*SOURCE DOCUMENT*
Blink.

Feb 14, 2009 21:22

This is totally excellent.

No drinking = spend less money.
Spend less money = more money saved for my trip.
More money saved for my trip = being able to see more countries.
Being able to see more countries = more time spent abroad.
More time spent abroad = Kasen becoming even more awesome.

It's a win-win situation, lads!

V-Day. Kitty left me a hilarious wall post on Facebook, it cracked me up so much :) Lol, Kitty you're adorkable. Josh wrote me a retardedly cool one-verse rhyme and gave me a gift-thing. He's awesome. Thanks for all the V-Day wishes via LJ, Facebook, text messages and e-mail. I hope y'all had a good one with your lover, family, friends, randoms, pets, food, inanimate objects, ducks...

All the single people in the world should get together on this day and have a massive orgy. Definitely. Seriously though, I don't understand why single people would feel particularly bad on this day, seeing as it's exactly the same as any other day in the year. V-Day is over-glorified (I thought everybody knew that?). Unless you feel bad about being single every. single. day. of. the. year. (which would be very sad), today should not have caused you to feel any different. It pisses me off when single people are like: "Oh, woe is me, I'm alone on V-Day and couples keep flaunting their love in front of me...*sob*." For fuck's sake, get over yourself. There are couples in love everywhere, everyday. Valentine's Day isn't even a real holiday, it's a 'money hungry corporations wanting you to spend, and making you feel bad if you don't' day. Every other day in the year is equally as significant, important and love-filled as February 14. Spoil your lovers on any other day BUT V-Day, I dare you! At the risk of sound cliché again: if you're single, don't hate on couples and don't hate on V-Day, try to recognise that it's not a huge deal, so stop making it a huge deal.

Expect nothing and you'll never be disappointed. Bitter singles should totally take that quote as werrrd on V-Day.

I'm torn between the Gold Coast and Sydney again. This happens every holiday. I haven't even booked my flight yet and I'm supposed to be leaving on the 22nd. I was supposed to be flying down with Josh (he goes to USYD) and his friend, but I couldn't commit. I cannot believe it has been three months. Time was going at a normal pace all the way up to New Year's, then bang! 2009 arrived and the last month and a half disappeared in the blink of an eye. I don't know if I want to go back for O-Week anymore. I know I'll have a helluva awesome time if I do, but while I'm still up here I'd rather spend a couple more days with my family and you lot. BLARGH! I have to suck it up. Suck it up, girl!

I watched the latest episodes of Skins (S03E04) and Ugly Betty (S03E14); they both blew me away (I almost cried). This little exchange between Mark and Wilhemina (Ugly Betty) was really awesome. I guess you have to know the characters, their personalities and what they are referring to, to understand the significance, but anyway:

Mark: May I say something, friend to friend?
Wilhemina: No.
Mark: Man to woman?
Wilhemina: (derisively) Oh, god, no.
Mark: Employee to employer?
Wilhemina: (exasperated) What is it, Mark?
Mark: Waiting for someone else to say 'I love you' first doesn't mean you're more powerful. It just means you're afraid.

[Location identification records]
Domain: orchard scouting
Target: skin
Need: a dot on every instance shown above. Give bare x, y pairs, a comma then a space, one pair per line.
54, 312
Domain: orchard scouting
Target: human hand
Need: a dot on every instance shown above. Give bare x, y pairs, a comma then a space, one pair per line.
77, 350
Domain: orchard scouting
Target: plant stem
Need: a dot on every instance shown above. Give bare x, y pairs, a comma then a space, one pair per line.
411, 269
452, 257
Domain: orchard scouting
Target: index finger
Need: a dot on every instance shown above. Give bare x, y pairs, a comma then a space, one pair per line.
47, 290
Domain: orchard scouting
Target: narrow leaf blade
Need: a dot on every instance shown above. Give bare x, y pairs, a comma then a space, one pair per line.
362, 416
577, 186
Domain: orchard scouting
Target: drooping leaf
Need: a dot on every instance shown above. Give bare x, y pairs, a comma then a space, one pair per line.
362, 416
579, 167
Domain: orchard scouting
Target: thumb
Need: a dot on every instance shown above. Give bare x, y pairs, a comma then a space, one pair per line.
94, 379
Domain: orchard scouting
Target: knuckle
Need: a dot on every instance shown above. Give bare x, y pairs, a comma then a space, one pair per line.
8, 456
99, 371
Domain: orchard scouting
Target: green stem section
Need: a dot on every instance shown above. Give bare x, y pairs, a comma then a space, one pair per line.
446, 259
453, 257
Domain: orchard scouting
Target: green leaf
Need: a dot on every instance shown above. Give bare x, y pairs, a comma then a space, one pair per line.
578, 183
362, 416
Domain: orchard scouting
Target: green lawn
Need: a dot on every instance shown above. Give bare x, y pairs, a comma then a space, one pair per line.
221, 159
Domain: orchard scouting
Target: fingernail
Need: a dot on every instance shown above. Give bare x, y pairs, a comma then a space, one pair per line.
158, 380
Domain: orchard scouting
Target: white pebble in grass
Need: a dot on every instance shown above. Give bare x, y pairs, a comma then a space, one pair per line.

*PROBLEMS*
[1] Rewrite the blog post from "This is totally" to "see more countries.", replacing "trip" with "journey".
[2] Output every line of the location identification records verbatim.
These records have no connection to the blog post.

*EXERCISE RESULTS*
[1]
This is totally excellent.

No drinking = spend less money.
Spend less money = more money saved for my journey.
More money saved for my journey = being able to see more countries.

[2]
Domain: orchard scouting
Target: skin
Need: a dot on every instance shown above. Give bare x, y pairs, a comma then a space, one pair per line.
54, 312
Domain: orchard scouting
Target: human hand
Need: a dot on every instance shown above. Give bare x, y pairs, a comma then a space, one pair per line.
77, 350
Domain: orchard scouting
Target: plant stem
Need: a dot on every instance shown above. Give bare x, y pairs, a comma then a space, one pair per line.
411, 269
452, 257
Domain: orchard scouting
Target: index finger
Need: a dot on every instance shown above. Give bare x, y pairs, a comma then a space, one pair per line.
47, 290
Domain: orchard scouting
Target: narrow leaf blade
Need: a dot on every instance shown above. Give bare x, y pairs, a comma then a space, one pair per line.
362, 416
577, 186
Domain: orchard scouting
Target: drooping leaf
Need: a dot on every instance shown above. Give bare x, y pairs, a comma then a space, one pair per line.
362, 416
579, 167
Domain: orchard scouting
Target: thumb
Need: a dot on every instance shown above. Give bare x, y pairs, a comma then a space, one pair per line.
94, 379
Domain: orchard scouting
Target: knuckle
Need: a dot on every instance shown above. Give bare x, y pairs, a comma then a space, one pair per line.
8, 456
99, 371
Domain: orchard scouting
Target: green stem section
Need: a dot on every instance shown above. Give bare x, y pairs, a comma then a space, one pair per line.
446, 259
453, 257
Domain: orchard scouting
Target: green leaf
Need: a dot on every instance shown above. Give bare x, y pairs, a comma then a space, one pair per line.
578, 183
362, 416
Domain: orchard scouting
Target: green lawn
Need: a dot on every instance shown above. Give bare x, y pairs, a comma then a space, one pair per line.
221, 159
Domain: orchard scouting
Target: fingernail
Need: a dot on every instance shown above. Give bare x, y pairs, a comma then a space, one pair per line.
158, 380
Domain: orchard scouting
Target: white pebble in grass
Need: a dot on every instance shown above. Give bare x, y pairs, a comma then a space, one pair per line.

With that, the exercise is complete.